--- WHAT TO DO ---
Skip the pictures. Copy all the rest of the records down exactly.

--- DATASET ROWS ---
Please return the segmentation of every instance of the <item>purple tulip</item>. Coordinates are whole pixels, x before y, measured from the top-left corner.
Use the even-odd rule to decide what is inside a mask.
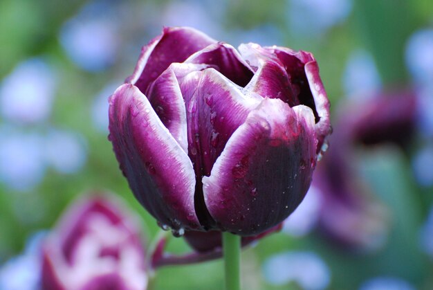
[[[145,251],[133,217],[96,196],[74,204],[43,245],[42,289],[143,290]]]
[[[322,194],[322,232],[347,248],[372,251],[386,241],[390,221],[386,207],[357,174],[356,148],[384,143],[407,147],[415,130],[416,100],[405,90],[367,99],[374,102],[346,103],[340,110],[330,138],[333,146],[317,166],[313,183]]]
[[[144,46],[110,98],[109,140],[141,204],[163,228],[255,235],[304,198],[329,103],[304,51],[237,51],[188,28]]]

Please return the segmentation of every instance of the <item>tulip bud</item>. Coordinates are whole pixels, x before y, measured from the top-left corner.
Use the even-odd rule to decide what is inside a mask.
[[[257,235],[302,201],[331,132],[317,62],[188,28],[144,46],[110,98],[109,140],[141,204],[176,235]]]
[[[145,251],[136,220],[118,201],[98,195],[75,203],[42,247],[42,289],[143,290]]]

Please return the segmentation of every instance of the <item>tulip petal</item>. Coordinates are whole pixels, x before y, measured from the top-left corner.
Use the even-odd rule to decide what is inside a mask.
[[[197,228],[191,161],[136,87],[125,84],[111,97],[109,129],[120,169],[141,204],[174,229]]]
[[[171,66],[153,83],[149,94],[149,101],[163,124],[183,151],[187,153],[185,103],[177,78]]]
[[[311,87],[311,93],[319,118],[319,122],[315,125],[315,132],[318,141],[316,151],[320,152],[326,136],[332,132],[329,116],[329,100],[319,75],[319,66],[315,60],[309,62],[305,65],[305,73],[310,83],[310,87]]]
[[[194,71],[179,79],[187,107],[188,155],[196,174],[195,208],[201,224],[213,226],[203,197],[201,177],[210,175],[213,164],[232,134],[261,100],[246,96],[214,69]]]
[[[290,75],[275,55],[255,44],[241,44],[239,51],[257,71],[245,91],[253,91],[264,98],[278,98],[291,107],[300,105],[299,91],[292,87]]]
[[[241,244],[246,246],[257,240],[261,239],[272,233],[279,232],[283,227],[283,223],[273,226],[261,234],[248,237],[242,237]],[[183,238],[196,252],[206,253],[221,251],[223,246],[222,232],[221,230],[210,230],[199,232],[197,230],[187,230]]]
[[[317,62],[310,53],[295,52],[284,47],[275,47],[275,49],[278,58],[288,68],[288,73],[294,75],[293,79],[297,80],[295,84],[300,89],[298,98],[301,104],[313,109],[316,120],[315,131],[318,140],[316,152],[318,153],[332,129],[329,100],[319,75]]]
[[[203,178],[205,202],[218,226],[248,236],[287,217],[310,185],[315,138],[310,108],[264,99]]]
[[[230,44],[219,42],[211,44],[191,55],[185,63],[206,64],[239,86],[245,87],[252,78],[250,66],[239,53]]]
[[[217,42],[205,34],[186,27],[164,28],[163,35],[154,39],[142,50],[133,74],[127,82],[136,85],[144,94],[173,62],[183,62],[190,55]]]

--- REPLY ---
Please return the segmentation of every instance of the <item>purple tulip</item>. Coordinates are whole pixels, x before y, measured from the top-left corner.
Use the even-odd rule to decide what is inside a mask.
[[[145,251],[133,217],[96,196],[74,204],[43,245],[42,289],[143,290]]]
[[[322,194],[322,232],[347,248],[372,251],[386,241],[390,221],[386,207],[357,174],[356,148],[384,143],[407,147],[415,130],[416,100],[405,90],[367,99],[374,102],[346,103],[340,110],[330,138],[333,146],[317,166],[313,183]]]
[[[144,46],[110,98],[109,140],[141,204],[163,228],[255,235],[304,198],[329,103],[304,51],[237,51],[188,28]]]

Please return the segmentation of every instance of the <item>tulip bud</item>. Coordinates are whole pixels, x before y, measured from the top-left corner.
Use the even-odd rule to decide what is inside a mask.
[[[257,235],[302,201],[331,132],[317,62],[188,28],[144,46],[110,98],[109,140],[141,204],[176,235]]]
[[[145,251],[136,220],[118,201],[98,195],[75,203],[42,247],[42,289],[143,290]]]

Please return the segmentation of every instance of the <item>tulip petal</item>. Coordinates are whole pixels, x before y, measured from the top-left corner.
Use the even-odd rule to decide what is inside a mask.
[[[197,228],[191,161],[136,87],[125,84],[111,97],[109,129],[120,169],[141,204],[174,229]]]
[[[171,66],[153,83],[149,94],[149,101],[163,124],[183,151],[187,153],[185,103],[177,78]]]
[[[311,87],[311,93],[319,118],[319,122],[315,125],[315,132],[318,141],[316,151],[320,152],[326,136],[332,132],[329,116],[329,100],[319,75],[319,66],[315,60],[309,62],[305,65],[305,73],[310,83],[310,87]]]
[[[194,71],[179,79],[187,107],[188,155],[196,174],[195,208],[201,224],[213,226],[203,197],[201,177],[210,175],[213,164],[232,134],[261,100],[246,96],[214,69]]]
[[[290,75],[275,55],[255,44],[241,44],[239,51],[257,71],[245,91],[253,91],[264,98],[278,98],[291,107],[300,105],[299,91],[292,87]]]
[[[241,244],[246,246],[257,240],[261,239],[272,233],[279,232],[283,227],[283,223],[273,226],[261,234],[248,237],[242,237]],[[183,238],[196,252],[206,253],[221,251],[223,246],[222,232],[221,230],[210,230],[199,232],[197,230],[187,230]]]
[[[317,62],[310,53],[295,52],[284,47],[275,47],[275,49],[278,58],[288,68],[288,73],[294,75],[293,79],[297,80],[295,84],[300,89],[298,98],[301,104],[313,109],[316,120],[315,131],[318,140],[316,152],[318,153],[332,129],[329,100],[319,75]]]
[[[203,178],[205,202],[218,226],[248,236],[287,217],[310,185],[315,138],[310,108],[264,99]]]
[[[230,44],[219,42],[211,44],[191,55],[185,63],[206,64],[239,86],[245,87],[252,78],[250,66],[239,53]]]
[[[217,42],[205,34],[186,27],[164,28],[163,35],[154,39],[142,50],[133,74],[127,82],[136,85],[144,94],[173,62],[183,62],[190,55]]]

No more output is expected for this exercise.